### Work to be completed
From the entries below, extract each line that contains the string "tags" and copy it in full.
════════════════════
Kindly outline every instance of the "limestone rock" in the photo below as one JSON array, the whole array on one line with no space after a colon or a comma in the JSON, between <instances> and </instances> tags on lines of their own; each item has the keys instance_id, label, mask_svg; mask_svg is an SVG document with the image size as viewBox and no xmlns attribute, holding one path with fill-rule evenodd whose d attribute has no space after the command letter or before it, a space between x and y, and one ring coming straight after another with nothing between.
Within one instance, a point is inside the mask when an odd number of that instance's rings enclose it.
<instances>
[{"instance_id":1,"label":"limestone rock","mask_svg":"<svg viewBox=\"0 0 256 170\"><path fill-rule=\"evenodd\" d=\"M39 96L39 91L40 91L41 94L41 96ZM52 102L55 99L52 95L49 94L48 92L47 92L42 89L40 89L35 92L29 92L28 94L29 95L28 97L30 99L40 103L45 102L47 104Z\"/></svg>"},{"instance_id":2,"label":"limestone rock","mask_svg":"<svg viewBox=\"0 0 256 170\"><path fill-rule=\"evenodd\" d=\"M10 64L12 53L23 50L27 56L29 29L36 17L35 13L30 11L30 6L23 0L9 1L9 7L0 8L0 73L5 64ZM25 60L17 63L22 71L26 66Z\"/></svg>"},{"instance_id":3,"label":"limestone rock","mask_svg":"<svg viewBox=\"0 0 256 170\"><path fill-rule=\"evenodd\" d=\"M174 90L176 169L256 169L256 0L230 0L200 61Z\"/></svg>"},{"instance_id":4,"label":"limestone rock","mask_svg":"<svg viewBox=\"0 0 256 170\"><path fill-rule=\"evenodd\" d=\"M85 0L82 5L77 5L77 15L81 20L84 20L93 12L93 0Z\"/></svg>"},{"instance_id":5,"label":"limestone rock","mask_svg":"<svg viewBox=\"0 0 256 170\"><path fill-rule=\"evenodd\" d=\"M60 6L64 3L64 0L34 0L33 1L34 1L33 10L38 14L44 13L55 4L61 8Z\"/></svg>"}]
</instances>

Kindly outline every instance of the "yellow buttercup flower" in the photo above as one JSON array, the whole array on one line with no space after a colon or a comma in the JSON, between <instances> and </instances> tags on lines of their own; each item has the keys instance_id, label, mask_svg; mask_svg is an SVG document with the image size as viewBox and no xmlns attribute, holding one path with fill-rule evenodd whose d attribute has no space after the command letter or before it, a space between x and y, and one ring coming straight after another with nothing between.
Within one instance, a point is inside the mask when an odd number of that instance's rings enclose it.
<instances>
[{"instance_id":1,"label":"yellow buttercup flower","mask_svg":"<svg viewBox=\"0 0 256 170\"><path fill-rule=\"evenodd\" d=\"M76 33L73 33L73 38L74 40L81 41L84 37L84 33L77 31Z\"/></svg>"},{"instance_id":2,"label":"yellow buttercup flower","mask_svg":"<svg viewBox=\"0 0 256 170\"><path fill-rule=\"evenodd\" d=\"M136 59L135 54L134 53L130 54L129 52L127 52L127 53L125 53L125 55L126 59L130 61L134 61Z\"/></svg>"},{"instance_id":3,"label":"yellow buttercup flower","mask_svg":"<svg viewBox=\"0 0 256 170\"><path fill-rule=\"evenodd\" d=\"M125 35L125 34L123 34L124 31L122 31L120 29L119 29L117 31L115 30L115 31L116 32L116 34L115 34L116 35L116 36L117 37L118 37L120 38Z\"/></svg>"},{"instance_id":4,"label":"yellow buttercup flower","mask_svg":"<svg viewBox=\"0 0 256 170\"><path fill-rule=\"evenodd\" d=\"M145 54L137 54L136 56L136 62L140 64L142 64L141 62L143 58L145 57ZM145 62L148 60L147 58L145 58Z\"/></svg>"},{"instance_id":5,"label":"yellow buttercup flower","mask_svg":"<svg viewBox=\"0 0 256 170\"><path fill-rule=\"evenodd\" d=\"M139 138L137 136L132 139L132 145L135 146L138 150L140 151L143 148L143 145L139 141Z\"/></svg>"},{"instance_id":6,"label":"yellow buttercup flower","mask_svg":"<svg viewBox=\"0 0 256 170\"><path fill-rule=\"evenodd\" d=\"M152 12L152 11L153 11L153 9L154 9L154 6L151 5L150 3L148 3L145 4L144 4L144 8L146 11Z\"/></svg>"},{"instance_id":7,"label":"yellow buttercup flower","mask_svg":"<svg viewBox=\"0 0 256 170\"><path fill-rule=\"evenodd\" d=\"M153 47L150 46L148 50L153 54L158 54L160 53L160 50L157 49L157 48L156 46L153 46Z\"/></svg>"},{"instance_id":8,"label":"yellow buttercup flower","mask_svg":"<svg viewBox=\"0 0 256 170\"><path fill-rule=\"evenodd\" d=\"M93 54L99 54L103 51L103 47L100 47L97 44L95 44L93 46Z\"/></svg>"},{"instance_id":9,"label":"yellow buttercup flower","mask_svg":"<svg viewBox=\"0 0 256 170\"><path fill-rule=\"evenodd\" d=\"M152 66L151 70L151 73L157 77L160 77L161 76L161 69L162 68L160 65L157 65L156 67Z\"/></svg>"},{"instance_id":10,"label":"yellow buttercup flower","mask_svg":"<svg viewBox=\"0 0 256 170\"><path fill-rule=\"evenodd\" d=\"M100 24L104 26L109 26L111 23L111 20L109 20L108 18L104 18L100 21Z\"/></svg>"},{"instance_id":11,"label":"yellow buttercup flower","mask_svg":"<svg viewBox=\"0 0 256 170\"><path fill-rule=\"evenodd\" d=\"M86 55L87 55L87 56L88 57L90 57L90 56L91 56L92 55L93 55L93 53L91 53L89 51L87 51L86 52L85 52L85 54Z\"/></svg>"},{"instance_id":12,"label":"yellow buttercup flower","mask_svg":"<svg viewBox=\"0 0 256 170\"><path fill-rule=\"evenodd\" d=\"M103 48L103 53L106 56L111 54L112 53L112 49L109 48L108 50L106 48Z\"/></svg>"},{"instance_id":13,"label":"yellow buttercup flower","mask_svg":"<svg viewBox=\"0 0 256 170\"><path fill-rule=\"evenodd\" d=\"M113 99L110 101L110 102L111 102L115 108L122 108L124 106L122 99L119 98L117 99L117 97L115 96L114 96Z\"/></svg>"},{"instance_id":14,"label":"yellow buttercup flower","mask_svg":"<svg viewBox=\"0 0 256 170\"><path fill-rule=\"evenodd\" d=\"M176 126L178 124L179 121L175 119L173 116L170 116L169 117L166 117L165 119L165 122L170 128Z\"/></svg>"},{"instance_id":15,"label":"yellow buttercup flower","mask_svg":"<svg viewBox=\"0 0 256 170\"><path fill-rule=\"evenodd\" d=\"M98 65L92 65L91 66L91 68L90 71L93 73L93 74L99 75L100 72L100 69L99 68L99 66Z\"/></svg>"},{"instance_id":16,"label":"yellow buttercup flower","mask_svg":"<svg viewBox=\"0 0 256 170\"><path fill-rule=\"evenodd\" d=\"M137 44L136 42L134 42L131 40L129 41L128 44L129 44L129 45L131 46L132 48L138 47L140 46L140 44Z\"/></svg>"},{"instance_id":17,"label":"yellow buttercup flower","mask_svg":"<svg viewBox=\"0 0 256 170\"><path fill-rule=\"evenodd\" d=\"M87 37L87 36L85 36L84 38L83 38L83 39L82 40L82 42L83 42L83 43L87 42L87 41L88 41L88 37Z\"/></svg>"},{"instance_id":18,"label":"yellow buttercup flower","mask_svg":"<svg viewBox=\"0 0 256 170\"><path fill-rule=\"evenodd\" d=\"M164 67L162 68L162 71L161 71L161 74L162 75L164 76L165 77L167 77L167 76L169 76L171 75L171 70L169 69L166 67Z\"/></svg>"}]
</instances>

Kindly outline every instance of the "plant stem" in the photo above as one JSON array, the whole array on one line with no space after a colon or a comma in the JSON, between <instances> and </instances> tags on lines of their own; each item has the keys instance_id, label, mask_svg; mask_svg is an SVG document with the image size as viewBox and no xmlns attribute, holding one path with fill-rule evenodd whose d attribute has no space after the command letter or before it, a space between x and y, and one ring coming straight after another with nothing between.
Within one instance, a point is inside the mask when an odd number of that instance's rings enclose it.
════════════════════
### Correct answer
Kindly outline every instance of the "limestone rock" in the photo below as one JSON array, the whole array on one line with no space after a colon or a comma in the JSON, between <instances> and </instances> tags on lines of their own; each item has the keys instance_id, label, mask_svg; mask_svg is an SVG document with the image size as viewBox and no xmlns attribute, holding one path with fill-rule evenodd whose d attribute has no space after the command letter or before it, a space between x and y, and one ring coming straight after another with nothing between.
Kindly outline every instance of the "yellow buttercup flower" in the photo above as one JSON array, the whole array on one line with no space after a colon or a comma in the JSON, between <instances> and </instances> tags on lines of their own; each item has the keys instance_id, label, mask_svg; mask_svg is an SVG document with the image size as viewBox and no xmlns attribute, holding one path with fill-rule evenodd whose d attribute has no space after the command letter or before it, a space between x and y, and one ring coming straight after another with nothing between.
Kindly outline every instance of the "plant stem" in the photo above as one JSON array, the whole array on one line with no space after a colon or a comma in the JSON, between <instances> and </instances> tags on lines of their own; each item has the keys instance_id, label, mask_svg; mask_svg is an SVG document with the image size as viewBox and no xmlns attribute, holding one path with fill-rule evenodd whose d attribute has no space after the command letter or before it, a space between x and y, and one ring coming straight after another with nothing between.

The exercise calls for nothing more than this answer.